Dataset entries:
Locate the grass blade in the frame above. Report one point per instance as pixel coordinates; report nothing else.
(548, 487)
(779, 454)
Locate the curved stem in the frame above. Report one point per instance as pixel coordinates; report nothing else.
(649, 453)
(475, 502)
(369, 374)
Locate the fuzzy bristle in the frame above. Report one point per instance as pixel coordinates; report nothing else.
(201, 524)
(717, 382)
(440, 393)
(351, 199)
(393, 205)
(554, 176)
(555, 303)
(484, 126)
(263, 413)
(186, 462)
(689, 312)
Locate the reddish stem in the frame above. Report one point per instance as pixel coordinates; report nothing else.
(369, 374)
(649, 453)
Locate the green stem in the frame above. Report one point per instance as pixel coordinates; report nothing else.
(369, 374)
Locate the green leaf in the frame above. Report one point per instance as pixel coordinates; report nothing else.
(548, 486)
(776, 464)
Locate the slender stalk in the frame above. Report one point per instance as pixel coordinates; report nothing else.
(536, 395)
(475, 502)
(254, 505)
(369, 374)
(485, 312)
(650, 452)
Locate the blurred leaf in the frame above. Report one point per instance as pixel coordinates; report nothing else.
==
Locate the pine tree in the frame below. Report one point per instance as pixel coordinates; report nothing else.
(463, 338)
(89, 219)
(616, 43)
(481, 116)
...
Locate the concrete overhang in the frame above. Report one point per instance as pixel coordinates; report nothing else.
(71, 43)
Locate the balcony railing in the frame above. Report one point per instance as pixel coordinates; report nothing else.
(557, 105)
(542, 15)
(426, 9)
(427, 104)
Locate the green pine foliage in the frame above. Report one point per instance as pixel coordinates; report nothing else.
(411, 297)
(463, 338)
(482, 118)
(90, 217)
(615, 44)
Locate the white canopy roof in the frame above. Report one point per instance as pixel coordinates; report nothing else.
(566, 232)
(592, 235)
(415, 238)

WHAT YOU HAVE TO DO:
Write out, from the lines above, only those from the line with "Locate the slender" to the line with "Locate the blurred", exactly as given, including the first and the last.

RESULT:
Locate the slender stalk in the frame above. Report one point per instance as pixel coordinates; report nothing else.
(536, 395)
(475, 502)
(254, 505)
(369, 374)
(485, 312)
(650, 452)
Locate the blurred leaf in the frame above. Report one point per instance as pixel coordinates; report nothing else.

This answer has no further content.